Position annotation records
-------------------------
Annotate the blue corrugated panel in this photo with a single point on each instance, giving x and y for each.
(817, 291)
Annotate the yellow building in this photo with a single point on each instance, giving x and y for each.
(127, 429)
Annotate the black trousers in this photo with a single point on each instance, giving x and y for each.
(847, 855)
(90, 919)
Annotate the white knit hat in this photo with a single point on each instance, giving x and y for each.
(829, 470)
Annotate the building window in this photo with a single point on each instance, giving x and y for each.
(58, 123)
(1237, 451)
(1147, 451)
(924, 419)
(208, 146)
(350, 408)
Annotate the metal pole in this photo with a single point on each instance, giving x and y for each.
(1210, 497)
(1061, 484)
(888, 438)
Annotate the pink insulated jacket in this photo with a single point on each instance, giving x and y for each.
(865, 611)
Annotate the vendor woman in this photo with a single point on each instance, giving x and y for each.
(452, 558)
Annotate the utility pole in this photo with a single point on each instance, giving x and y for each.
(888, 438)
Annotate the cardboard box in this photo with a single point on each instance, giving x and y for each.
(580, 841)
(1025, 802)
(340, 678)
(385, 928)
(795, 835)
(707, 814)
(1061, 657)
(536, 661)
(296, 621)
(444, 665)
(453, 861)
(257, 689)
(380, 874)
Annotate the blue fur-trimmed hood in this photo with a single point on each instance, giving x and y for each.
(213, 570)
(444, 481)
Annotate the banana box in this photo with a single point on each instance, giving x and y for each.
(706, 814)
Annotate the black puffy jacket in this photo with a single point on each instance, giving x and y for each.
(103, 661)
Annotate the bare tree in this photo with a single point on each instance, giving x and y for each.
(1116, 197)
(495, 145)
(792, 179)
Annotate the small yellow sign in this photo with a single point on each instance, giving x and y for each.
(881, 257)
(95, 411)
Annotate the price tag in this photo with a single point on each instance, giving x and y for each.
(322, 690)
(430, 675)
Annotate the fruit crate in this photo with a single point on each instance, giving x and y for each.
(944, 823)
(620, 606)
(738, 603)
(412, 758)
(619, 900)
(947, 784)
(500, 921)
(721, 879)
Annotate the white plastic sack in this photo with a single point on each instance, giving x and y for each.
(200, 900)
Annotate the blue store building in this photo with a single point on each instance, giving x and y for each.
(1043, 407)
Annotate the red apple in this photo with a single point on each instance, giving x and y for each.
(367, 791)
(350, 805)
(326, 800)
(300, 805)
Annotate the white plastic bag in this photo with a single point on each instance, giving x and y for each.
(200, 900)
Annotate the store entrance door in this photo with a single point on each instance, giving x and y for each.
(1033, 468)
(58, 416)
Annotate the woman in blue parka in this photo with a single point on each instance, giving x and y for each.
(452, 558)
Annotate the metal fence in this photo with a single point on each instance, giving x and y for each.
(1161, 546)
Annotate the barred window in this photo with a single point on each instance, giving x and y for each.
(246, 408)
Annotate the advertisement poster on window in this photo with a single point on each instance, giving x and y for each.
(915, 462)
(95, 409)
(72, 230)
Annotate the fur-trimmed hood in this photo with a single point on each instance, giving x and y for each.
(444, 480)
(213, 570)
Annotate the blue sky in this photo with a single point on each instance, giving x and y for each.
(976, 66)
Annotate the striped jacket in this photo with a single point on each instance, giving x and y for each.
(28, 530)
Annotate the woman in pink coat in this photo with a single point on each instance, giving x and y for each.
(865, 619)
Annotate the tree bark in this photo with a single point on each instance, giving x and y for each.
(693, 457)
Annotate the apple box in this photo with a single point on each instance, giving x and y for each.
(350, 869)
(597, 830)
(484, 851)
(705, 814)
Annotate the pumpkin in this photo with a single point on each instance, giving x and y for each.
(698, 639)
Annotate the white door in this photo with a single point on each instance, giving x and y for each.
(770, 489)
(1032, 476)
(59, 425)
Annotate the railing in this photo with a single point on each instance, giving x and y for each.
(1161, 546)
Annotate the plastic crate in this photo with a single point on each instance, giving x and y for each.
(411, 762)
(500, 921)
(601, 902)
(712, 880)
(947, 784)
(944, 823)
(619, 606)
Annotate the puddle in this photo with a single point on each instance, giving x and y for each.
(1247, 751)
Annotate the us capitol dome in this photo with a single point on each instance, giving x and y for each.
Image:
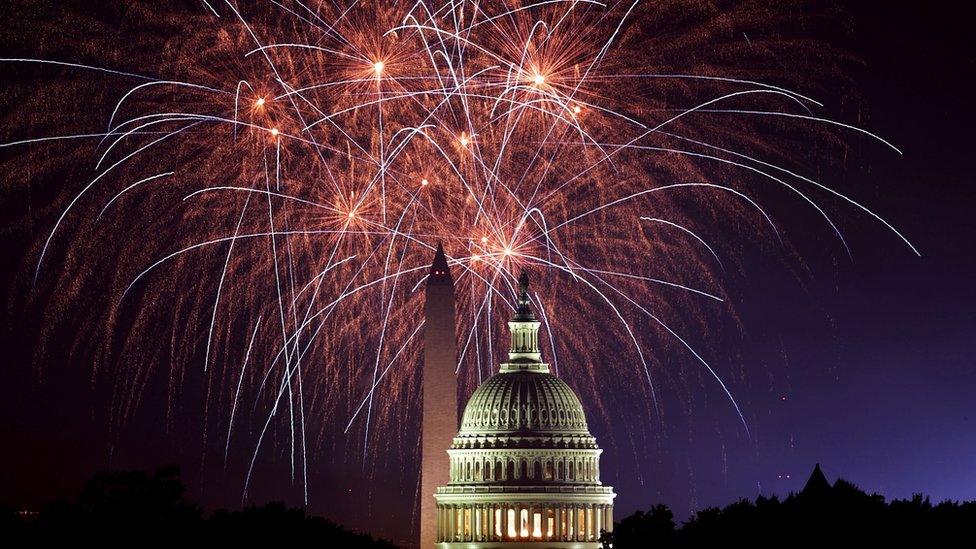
-------------------------
→ **AIM OF THE TASK**
Copy out all of the data with "single point" swapped for "single marker" wherever it occurs, changing nothing else. Leave out the pictures.

→ **RESPONSE TO THIS TASK**
Annotate the blue corrugated panel in this photo with a single marker on each instance, giving x and y for each.
(817, 291)
Annotate the yellow building in this photo with a single marker on each instance, giving x and y for each.
(127, 429)
Annotate the black trousers in this photo with a single marker on each instance, giving x and y for each.
(847, 855)
(90, 919)
Annotate the white knit hat in this photo with a single marker on each instance, giving x and y for each.
(829, 470)
Annotate the building window in this photo with a single marker on each instance, giving x and y for each.
(58, 123)
(1237, 451)
(1147, 451)
(924, 419)
(208, 146)
(350, 408)
Annotate the metal pole in this photo with a single marker on each instance, giving x and y for each.
(1210, 497)
(1061, 484)
(888, 438)
Annotate the pink insulated jacket in this photo with a single marker on each instance, giving x and y for each.
(865, 611)
Annotate the vendor woman in this photo with a single marker on each instance, giving x and y for each.
(452, 558)
Annotate the utility pole in this photo with a single marker on each instance, giving x and y for each.
(888, 438)
Annotate the cardboard box in this photo with a single marker on each instance, giving x and y for each.
(580, 841)
(1025, 802)
(340, 678)
(385, 928)
(795, 835)
(707, 814)
(1061, 657)
(536, 661)
(296, 621)
(444, 665)
(453, 861)
(257, 689)
(380, 874)
Annotate the blue fur-trimmed hood in this photo with a single marker on each instance, giving x and y for each.
(213, 570)
(444, 481)
Annotate the banana box in this photo with a single marker on each instance, giving x and y for each.
(706, 814)
Annotate the black puffy jacket in this photo with a single marker on each instance, giving x and y for each.
(103, 661)
Annotate the bare tree in this photo with a single marker on each instance, giving x and y for each.
(1116, 197)
(495, 145)
(792, 179)
Annotate the small yellow sign in this photo with a single marker on each instance, giving x and y for each.
(881, 257)
(95, 411)
Annotate the price tag in this photo with a single marker on each instance, giving x and y for each.
(322, 690)
(430, 675)
Annotate the fruit crate in this photo with a single marker on each instance, giving x and y for each.
(944, 823)
(620, 606)
(738, 603)
(412, 758)
(619, 900)
(947, 784)
(500, 921)
(721, 879)
Annotate the white plastic sack in this photo with a single marker on each instance, giving x and y for each.
(200, 900)
Annotate the blue store building in this photo with a single marker on each instance, giving x and y for each.
(1043, 407)
Annotate the red apple in this photo with a single marker on each instance, giving x and y for each.
(367, 791)
(350, 805)
(326, 800)
(300, 805)
Annotate the white plastic bag in this photo with a single marker on each instance, giving x and y for each.
(200, 900)
Annotate the store entrance door in this photo with a single marker on each instance, giving x and y for each.
(1033, 468)
(58, 416)
Annotate the woman in blue parka in this photo with a single marker on each instance, giving x and y for each.
(452, 558)
Annotate the metal fence in this photo with a single marker on each instance, giving x and y for each.
(1161, 546)
Annotate the barred window in this photo with a single marker on each instance, giving x and y for each.
(246, 408)
Annotate the advertisement poster on window in this photo with a single marker on each instance, giving x and y for each.
(915, 462)
(95, 409)
(72, 230)
Annotate the fur-trimmed hood in this photo with a single marker on each instance, giving x and y for each.
(444, 480)
(213, 570)
Annotate the blue sky in this photo with a single marker on each instance, giving x and y for each.
(976, 66)
Annotate the striped jacket in this photo with a single marker on each instance, giving x and y for each.
(28, 530)
Annotate the woman in pink coat in this photo with a single marker on each instance, giving x and y for each.
(865, 619)
Annotate the tree bark in this photo with a single marker on each instance, giving x and y for each.
(693, 457)
Annotate the apple box in this photo with a single marker on each instance, giving x and y for each.
(350, 869)
(597, 830)
(484, 851)
(705, 814)
Annotate the pumpkin in this photo with a single marker on each instance, giving x and y for each.
(698, 639)
Annotate the white door in this photo with a single marker on each instance, giving x and y for each.
(770, 489)
(1032, 476)
(59, 425)
Annotate the railing in this photo with a single marker on each instance, giving x and y for each.
(1161, 546)
Annotate the plastic crate in this photo with a single marker on each instance, giving x and y for each.
(411, 762)
(500, 921)
(601, 902)
(712, 880)
(947, 784)
(944, 823)
(619, 606)
Annotate the puddle in this photo with a single marker on each instance, giving x and y for each.
(1247, 751)
Annotate the us capitol dome in this photo with a single marker on each instance, giving x and y for each.
Image:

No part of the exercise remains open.